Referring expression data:
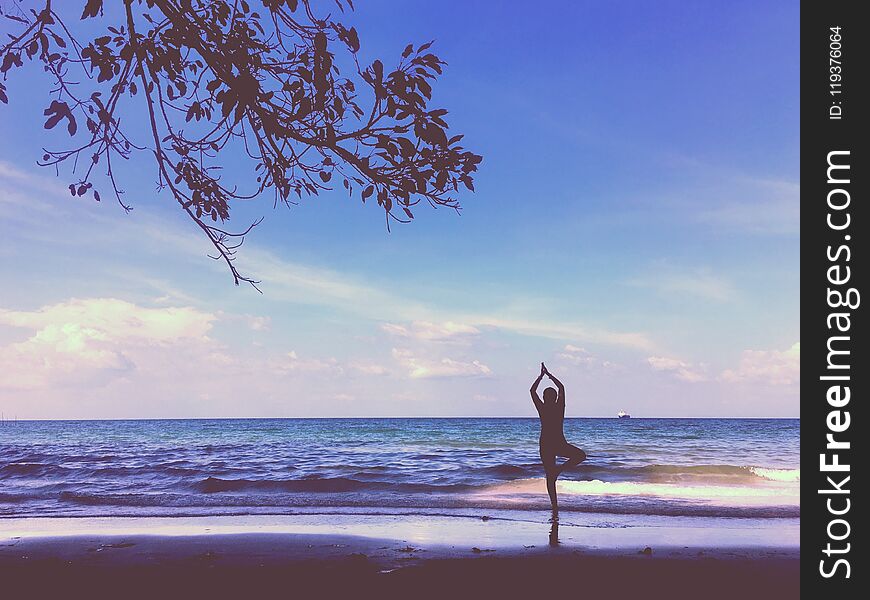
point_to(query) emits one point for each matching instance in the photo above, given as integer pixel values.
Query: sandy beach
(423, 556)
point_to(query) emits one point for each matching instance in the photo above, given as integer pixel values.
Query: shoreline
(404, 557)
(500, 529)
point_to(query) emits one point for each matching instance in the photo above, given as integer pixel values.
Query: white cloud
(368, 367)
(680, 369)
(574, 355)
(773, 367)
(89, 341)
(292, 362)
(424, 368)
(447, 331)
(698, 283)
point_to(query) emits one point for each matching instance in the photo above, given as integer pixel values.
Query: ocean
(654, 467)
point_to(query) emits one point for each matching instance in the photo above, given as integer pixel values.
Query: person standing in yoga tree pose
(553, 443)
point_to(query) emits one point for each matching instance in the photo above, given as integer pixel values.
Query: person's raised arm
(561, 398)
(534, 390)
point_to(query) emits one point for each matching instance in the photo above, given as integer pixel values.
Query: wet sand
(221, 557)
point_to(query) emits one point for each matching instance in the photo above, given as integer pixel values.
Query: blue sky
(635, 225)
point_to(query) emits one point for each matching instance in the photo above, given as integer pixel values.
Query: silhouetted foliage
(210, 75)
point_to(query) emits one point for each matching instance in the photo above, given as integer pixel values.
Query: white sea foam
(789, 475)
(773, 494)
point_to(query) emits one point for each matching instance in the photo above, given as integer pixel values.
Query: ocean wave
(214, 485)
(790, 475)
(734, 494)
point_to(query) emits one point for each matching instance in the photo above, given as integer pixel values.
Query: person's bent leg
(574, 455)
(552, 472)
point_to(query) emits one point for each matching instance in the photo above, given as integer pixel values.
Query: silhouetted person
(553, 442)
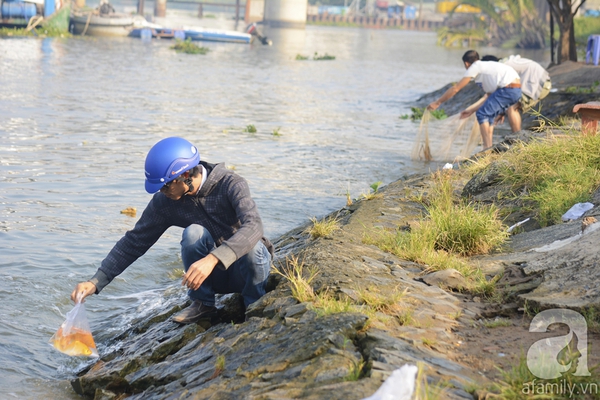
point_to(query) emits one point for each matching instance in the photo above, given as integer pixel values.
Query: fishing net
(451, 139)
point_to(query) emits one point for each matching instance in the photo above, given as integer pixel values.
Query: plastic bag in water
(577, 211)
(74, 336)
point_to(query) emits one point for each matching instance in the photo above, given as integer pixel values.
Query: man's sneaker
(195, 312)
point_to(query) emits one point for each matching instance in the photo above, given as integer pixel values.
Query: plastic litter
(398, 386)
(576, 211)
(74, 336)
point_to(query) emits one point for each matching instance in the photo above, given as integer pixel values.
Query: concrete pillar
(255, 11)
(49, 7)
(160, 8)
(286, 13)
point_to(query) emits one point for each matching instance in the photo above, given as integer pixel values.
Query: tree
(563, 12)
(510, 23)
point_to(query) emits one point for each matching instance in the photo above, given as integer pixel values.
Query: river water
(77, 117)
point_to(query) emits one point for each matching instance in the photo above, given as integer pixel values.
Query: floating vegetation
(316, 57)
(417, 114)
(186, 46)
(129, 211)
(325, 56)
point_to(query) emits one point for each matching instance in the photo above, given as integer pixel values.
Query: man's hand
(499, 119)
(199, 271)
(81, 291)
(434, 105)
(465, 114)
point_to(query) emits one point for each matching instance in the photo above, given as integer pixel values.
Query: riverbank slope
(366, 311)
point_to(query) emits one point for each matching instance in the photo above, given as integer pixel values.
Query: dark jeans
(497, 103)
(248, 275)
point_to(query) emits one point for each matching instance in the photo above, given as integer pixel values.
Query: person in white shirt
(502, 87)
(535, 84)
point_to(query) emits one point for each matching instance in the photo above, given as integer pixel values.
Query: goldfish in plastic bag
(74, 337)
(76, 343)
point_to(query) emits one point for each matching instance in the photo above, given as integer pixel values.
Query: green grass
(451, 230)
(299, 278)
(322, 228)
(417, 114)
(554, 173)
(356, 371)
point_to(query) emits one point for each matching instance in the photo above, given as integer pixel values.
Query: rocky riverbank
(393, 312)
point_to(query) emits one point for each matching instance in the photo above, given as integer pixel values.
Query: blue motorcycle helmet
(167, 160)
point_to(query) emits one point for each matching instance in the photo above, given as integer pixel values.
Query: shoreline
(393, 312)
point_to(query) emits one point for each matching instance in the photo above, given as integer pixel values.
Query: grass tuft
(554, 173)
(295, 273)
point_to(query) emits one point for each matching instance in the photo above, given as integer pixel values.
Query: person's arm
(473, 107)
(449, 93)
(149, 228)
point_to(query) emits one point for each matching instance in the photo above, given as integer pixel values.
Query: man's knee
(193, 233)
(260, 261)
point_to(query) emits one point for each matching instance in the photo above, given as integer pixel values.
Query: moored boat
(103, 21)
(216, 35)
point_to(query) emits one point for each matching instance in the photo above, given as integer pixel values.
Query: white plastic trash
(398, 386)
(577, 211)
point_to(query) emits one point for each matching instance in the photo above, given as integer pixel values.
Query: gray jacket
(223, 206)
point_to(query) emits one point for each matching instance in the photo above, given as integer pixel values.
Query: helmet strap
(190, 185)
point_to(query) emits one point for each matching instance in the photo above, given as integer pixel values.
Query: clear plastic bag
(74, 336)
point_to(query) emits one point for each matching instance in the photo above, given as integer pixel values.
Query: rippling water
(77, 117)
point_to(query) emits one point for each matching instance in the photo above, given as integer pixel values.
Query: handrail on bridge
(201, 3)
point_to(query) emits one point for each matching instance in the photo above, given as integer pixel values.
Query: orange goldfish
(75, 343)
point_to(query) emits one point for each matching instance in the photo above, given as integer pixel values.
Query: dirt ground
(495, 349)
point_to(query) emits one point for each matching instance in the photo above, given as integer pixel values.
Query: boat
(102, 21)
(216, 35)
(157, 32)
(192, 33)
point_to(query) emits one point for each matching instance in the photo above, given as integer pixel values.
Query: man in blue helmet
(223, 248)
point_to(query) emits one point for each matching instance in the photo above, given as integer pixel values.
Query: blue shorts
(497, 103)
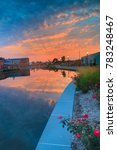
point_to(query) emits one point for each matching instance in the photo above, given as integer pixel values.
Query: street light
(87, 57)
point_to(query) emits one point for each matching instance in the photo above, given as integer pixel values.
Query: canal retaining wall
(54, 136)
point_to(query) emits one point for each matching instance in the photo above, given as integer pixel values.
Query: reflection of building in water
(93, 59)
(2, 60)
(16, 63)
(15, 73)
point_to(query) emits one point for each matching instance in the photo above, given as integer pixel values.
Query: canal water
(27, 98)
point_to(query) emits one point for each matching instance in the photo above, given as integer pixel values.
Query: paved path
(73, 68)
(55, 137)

▶ **WORK INSTRUCTIONS**: Each line of the records is to be reproduced exactly, and each picture dropped.

▶ **YOUR SOLUTION**:
point_to(query) emits one point for each matching instance in the photo above, given as integer pixel values.
Query: sandy beach
(423, 556)
point_to(query) emits one point for each matching instance in the photo above, given as integer pixel values.
Query: shoreline
(404, 557)
(500, 529)
point_to(query) emits one point for each matching instance in the photo above, given as integer pixel values.
Query: white cloud
(368, 367)
(680, 369)
(574, 355)
(773, 367)
(89, 341)
(292, 362)
(424, 368)
(447, 331)
(698, 283)
point_to(query) emits one point for each matching instance in the photo above, given as integer pixel values.
Query: ocean
(654, 467)
point_to(query) emits one point for each matching instance in the photo above, given as integer pixel values.
Query: person standing in yoga tree pose
(553, 443)
point_to(query) emits one point for each matching instance in the photo above, given as integer pixel values.
Query: person's raised arm
(561, 398)
(534, 390)
point_to(query) emits one point for each matching instance in the photo above, given as integer pixel values.
Query: wet sand
(221, 557)
point_to(query) emits one point for each matching instance in the photo above, given as integer pixel values.
Query: blue sky
(635, 225)
point_to(query) emits one point for each matching instance in the photo above, given as integer pixel values.
Query: silhouetted foliage
(210, 75)
point_to(query) emits one point for each matching instance in the photo above, given as integer pixel values.
Query: white sea foam
(789, 475)
(773, 494)
point_to(query) emits one point for each matching instance in the photo above, given as integer pixel values.
Query: ocean wave
(214, 485)
(790, 475)
(734, 494)
point_to(query) emits one point for each matching instance in the photo above, given as integer pixel values.
Query: person's bent leg
(574, 455)
(552, 472)
point_to(query) emits one point for each matching instance in the photo above, given as integer pixel values.
Query: silhouetted person
(553, 442)
point_to(query) emits one point for each matching instance in the photo above, given as integer pixel values.
Query: fishing net
(451, 139)
point_to(query) emits one point for each matching instance in the photo above, given as integer pixel values.
Query: plastic bag in water
(577, 211)
(74, 336)
point_to(query) emits one point for each matching instance in the photo above, given as integer pixel values.
Query: man's sneaker
(195, 312)
point_to(query) emits one point for each matching instance in the photo above, given as integer pixel values.
Query: plastic litter
(398, 386)
(576, 211)
(74, 336)
point_to(query) emits one point for each matching instance in the photo above, given as integer pixel values.
Query: concrete pillar
(255, 11)
(49, 7)
(160, 8)
(286, 13)
point_to(query) emits one point for each matching instance in the photo above, given as integer pixel values.
Query: tree
(563, 12)
(510, 23)
point_to(query) emits one point for each matching instance in the photo above, given as integer pixel values.
Query: river water
(77, 117)
point_to(query) emits one point for each matching instance in the photo above, given as integer pixel values.
Query: floating vegetation
(316, 57)
(417, 114)
(186, 46)
(129, 211)
(325, 56)
point_to(query) emits one point for each matching instance in the photo above, given as integer pixel values.
Query: man's hand
(499, 119)
(199, 271)
(81, 291)
(434, 105)
(465, 114)
point_to(query) emits one point for each matching instance in the photo above, given as integer pixel values.
Query: riverbank slope
(366, 311)
point_to(query) emits one point for each matching instance in the photo above, given as integer pixel values.
Query: dark jeans
(497, 103)
(248, 275)
point_to(query) emits one point for each matching instance in the photo above, given as integer pixel values.
Query: person in white shirt
(502, 87)
(535, 84)
point_to(query) emits one point for each matching instance in the photo above, given as integer pixel values.
Query: goldfish in plastic bag
(74, 337)
(76, 343)
point_to(query) emits one point for each matching instance in the photo above, given as integer pixel values.
Query: green grass
(451, 230)
(299, 278)
(322, 228)
(417, 114)
(554, 173)
(356, 371)
point_to(query) emits one point for each matching instance in the photo above, given as integer pixel values.
Query: rocky riverbank
(393, 312)
point_to(query) emits one point for each matching instance in the photo above, given as integer pixel values.
Query: blue motorcycle helmet
(167, 160)
point_to(query) emits one point for each matching instance in the photo above, given as integer pixel values.
Query: shoreline
(393, 312)
point_to(query) emits one point for each matching instance in the photo above, given as integer pixel values.
Query: grass tuft
(554, 173)
(295, 273)
point_to(query) emits one point for each matching instance in the photo above, given as integer pixel values.
Query: person's arm
(473, 107)
(449, 93)
(149, 228)
point_to(query) emits one point for each matching instance in the photo above, given as integer pixel values.
Query: man's knee
(193, 233)
(260, 261)
point_to(query) emits one point for each matching instance in the photo above, given as integer pixel values.
Query: moored boat
(103, 21)
(216, 35)
point_to(query) emits one point for each matching instance in the photo above, given as integer pixel values.
Query: white plastic trash
(398, 386)
(577, 211)
point_to(query) emits one point for each matching instance in the photo above, given as integer pixel values.
Query: gray jacket
(223, 206)
point_to(query) emits one point for each matching instance in the photo above, given as integer pixel values.
Query: helmet strap
(190, 185)
point_to(query) emits one point for each matching instance in the photo above, given as integer pixel values.
Query: clear plastic bag
(74, 336)
point_to(query) emits one point for each matching instance in the photo above, given as integer pixel values.
Query: rippling water
(77, 117)
point_to(query) emits one point for each matching instance in the photo above, given as integer pixel values.
Query: handrail on bridge
(201, 3)
point_to(query) emits one point for each matching instance in the photo above, given as integer pixel values.
Query: orange goldfish
(75, 343)
point_to(query) emits one point for each matching instance in the photo above, given as integer pixel values.
Query: dirt ground
(495, 349)
point_to(query) emits one point for each matching instance in the photo above, given as integer pixel values.
Query: boat
(102, 21)
(216, 35)
(157, 32)
(192, 33)
point_to(query) emits one point for each matching instance in the photo above, given as integer pixel values.
Query: man in blue helmet
(223, 248)
point_to(query) emits one point for each matching instance in the photo above, given as integer pixel values.
Query: blue shorts
(497, 103)
point_to(query) emits one point for each matching instance in the photo above, given as integer pixel values.
Query: street light
(87, 57)
point_to(query) emits one point for each matching instance in the photo above, given as integer pixel values.
Query: canal retaining wall
(54, 136)
point_to(query) emits one point for each matching instance in the photo above, given as integer pixel values.
Query: reflection of building in water
(93, 59)
(2, 60)
(16, 63)
(15, 73)
point_to(query) emits one point for each matching instance in the photo above, given as integer pixel values.
Query: canal water
(27, 98)
point_to(query) emits one point for each matching instance in the photo above, given as integer pixel values.
Query: paved path
(73, 68)
(55, 137)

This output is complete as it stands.